Saturday, March 08, 2008

What I Love About My Job

What I love about my job: About a month ago I was doing a story about high steel iron workers and at some point in the story I was at the new Cowboys' stadium in Arlington, and the boss pointed to a small metal box. "That's what you want, right?" he said, after we'd done interviews with some of his men. "What's that?" I asked. "The basket."
The basket was a 4' X 4' wire mesh basket, with sides that went to the waist and was open above that. And the basket got hooked to a crane that took me and the photographer over 300' above the ground, so that we were looking down on the iron workers walking around on 8" steel beams, their guy wires looking so flimsy I know they wouldn't hold anyone. I held on for dear life but still had the time or my life as that huge crane swung us left and right, out over space, dangling in air, blown this and that way by the wind for an hour. What a kick, even though I was scared to death the whole time.
And this week I was out on a gas drilling rig covered in mud on the wettest coldest sleetiest day of the year and a the whole thing was throbbing like some alien robot and I was thinking Thanks, God, I love my job. Now I can write a story about these guys. I don't live it but I got a good glimpse.
About 20 years ago I was doing a story for Penthouse about the crack epidemic. It would have been the first major national story about it. I spent two weeks traveling with the New York City SNU (Street Narcotics Units) in their vans, and then another two weeks sitting in their perches while they surveilled sales points, old hotels on the Bowery on lower 3rd Ave, where dealers tossed bags full of crack out the windows to dealers on the street. And then came the day. Me and Dave Cantor, the brilliant photographer of life in New York were sitting in his car, a formerly undercover narcotics car--blue Ford Fairlane with a 400 HP engine and a radio that caught all the police frequencies, and we were on 43 and 7th. It was probably midnight or a little later and we were waiting for a deal to go down, after which the female participant in the deal would let us photograph her smoking crack, at that time a new drug and largely unknown, on the street.
Well, this gang of teens, mostly 15 or so, but maybe 20-30-40 of them, come past the car and nail us for undercovers. And they razz us and we ignore them. And then, on cue, a gunfight breaks out on 42 and 7th/Broadway (where 7th and Broadway come together, the crossroads of the world) at the cigar shop, and suddenly these kids are back a and they're razzing us. "Hey, under covers. You going to fix that or just be chickenshit in that car of yours? What's up with that, you chickenshit motherfuckers?"
I was more than willing to ignore them but they decided to turn our car over, which I thought would have killed us. So me and Dave Cantor did the only thing reasonable: We leapt out of the car, pushed the kids aside and ran toward the shooting--it was a battle, not a shooting--with fingers in gun position held high screaming "Police! Drop your guns or we'll shoot!!!" and running straight into a gun battle with only our fingers. Thank god a couple of patrol cars showed up so we were saved. But what a rush that was.

The exercise:
In the passage about loving the job, how high above the ground did the crane take the basket? The material that comes next has no connection to the passage about loving the job.

Data records:
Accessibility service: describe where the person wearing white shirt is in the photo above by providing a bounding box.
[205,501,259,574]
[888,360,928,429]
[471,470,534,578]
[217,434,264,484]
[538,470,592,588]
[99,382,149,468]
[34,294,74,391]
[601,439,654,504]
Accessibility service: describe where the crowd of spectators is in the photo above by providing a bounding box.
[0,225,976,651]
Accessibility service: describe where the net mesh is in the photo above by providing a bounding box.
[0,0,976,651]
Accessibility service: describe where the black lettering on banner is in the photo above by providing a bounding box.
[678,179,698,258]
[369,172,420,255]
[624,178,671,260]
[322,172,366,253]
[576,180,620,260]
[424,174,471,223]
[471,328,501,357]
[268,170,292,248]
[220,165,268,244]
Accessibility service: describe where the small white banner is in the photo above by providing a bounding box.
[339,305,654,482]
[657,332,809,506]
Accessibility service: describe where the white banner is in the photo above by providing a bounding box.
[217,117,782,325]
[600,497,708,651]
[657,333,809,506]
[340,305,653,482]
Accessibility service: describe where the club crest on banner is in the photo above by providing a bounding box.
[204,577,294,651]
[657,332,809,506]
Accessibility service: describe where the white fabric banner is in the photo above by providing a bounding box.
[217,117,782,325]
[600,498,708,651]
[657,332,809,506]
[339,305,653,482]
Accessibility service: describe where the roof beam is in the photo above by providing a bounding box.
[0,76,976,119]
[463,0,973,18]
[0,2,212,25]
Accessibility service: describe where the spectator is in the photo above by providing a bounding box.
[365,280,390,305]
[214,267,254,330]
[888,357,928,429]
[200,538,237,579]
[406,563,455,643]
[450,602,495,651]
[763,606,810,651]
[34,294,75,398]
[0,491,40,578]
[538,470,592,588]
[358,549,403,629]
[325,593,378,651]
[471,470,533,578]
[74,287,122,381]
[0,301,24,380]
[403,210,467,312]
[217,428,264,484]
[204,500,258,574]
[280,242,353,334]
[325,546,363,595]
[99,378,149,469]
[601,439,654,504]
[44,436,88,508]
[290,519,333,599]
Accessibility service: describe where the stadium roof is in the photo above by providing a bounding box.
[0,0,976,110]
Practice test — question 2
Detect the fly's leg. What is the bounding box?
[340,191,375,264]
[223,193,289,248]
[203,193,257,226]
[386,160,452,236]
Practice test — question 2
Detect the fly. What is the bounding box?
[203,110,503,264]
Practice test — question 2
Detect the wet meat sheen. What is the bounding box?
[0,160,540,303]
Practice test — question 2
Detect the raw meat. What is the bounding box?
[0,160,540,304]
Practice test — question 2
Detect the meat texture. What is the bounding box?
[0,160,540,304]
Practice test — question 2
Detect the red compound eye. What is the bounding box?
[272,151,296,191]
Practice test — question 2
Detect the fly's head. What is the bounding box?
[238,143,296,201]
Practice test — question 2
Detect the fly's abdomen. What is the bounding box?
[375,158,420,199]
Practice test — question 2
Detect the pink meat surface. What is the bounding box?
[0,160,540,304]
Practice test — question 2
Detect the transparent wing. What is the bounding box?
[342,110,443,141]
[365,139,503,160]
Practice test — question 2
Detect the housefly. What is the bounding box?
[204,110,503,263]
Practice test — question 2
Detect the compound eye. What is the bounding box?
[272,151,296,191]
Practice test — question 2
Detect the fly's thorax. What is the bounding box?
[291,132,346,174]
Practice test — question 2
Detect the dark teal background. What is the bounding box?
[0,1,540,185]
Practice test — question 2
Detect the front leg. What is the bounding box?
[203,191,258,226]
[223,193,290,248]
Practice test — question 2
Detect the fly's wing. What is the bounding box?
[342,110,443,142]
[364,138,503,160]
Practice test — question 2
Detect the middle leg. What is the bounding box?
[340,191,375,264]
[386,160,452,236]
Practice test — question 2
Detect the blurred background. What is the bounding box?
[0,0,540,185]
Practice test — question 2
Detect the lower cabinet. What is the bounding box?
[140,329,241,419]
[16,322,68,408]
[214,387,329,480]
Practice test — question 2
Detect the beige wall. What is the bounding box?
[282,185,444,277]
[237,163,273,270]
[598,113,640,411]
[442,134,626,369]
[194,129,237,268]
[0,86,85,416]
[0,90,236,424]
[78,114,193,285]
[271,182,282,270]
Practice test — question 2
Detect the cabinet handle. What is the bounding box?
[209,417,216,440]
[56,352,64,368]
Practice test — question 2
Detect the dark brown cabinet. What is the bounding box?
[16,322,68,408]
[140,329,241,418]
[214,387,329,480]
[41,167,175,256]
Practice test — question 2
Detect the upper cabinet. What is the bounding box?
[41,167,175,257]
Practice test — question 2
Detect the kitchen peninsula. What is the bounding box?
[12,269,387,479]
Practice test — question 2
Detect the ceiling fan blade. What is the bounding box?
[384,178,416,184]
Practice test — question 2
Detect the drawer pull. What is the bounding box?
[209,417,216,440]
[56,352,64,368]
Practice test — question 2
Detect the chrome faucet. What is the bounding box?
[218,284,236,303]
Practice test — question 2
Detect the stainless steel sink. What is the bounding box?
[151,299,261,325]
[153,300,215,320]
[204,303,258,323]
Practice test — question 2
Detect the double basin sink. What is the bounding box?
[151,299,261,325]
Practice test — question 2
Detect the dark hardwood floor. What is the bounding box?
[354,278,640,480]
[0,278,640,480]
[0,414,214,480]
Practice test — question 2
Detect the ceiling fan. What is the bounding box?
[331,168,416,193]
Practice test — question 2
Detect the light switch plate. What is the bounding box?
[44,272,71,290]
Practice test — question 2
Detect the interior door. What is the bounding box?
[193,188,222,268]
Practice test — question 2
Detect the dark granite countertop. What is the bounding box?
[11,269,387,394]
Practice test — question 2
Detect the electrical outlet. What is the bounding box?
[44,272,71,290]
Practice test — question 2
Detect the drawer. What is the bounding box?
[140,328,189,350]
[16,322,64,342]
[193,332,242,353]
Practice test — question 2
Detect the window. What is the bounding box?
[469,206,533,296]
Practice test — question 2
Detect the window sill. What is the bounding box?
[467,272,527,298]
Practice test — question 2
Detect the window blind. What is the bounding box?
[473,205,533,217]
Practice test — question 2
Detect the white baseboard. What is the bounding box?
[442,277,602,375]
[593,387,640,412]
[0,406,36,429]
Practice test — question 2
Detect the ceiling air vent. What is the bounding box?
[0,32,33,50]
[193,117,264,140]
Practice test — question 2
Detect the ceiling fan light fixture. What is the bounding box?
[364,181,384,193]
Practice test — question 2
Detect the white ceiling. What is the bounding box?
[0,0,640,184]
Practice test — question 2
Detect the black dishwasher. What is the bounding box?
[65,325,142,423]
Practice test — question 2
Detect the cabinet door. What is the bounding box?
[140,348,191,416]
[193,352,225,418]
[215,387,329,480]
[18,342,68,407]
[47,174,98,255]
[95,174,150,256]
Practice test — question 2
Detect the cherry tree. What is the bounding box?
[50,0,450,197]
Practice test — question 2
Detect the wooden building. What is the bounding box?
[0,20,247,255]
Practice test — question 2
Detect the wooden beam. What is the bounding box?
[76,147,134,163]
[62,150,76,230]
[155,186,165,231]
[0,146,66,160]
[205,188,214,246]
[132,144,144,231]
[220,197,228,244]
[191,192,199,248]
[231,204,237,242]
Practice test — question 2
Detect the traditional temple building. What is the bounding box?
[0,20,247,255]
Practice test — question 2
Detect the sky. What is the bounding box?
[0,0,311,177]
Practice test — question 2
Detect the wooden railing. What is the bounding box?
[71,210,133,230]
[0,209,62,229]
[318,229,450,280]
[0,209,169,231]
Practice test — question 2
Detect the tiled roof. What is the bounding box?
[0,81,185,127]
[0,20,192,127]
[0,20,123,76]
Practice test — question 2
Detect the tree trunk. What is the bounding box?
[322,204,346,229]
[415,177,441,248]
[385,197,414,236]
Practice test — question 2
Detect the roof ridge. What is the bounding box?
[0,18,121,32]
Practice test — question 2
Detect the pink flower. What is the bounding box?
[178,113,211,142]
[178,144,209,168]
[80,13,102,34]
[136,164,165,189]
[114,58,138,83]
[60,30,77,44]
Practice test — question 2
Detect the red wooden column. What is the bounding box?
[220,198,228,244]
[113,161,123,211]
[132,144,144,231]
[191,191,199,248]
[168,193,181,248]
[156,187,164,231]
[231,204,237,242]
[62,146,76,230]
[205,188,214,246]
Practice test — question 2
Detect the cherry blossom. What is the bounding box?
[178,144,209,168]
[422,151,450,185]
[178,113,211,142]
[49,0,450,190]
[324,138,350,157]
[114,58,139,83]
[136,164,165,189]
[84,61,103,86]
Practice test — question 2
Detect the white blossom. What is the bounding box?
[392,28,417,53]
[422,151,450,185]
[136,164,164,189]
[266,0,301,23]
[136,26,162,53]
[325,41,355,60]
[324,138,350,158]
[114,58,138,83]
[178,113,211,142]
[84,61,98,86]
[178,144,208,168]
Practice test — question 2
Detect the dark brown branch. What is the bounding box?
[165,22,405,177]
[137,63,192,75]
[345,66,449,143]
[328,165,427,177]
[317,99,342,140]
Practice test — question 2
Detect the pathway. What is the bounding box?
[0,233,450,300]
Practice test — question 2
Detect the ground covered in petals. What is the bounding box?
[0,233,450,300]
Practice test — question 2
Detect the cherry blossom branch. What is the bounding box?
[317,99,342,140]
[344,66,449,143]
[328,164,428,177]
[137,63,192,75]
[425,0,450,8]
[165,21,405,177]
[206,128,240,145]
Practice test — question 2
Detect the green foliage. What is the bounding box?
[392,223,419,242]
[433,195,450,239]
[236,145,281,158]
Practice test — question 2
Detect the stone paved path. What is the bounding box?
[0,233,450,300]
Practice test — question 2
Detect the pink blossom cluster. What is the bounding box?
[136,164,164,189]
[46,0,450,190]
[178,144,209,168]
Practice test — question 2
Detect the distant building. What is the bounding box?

Output of the exercise:
Over 300 feet.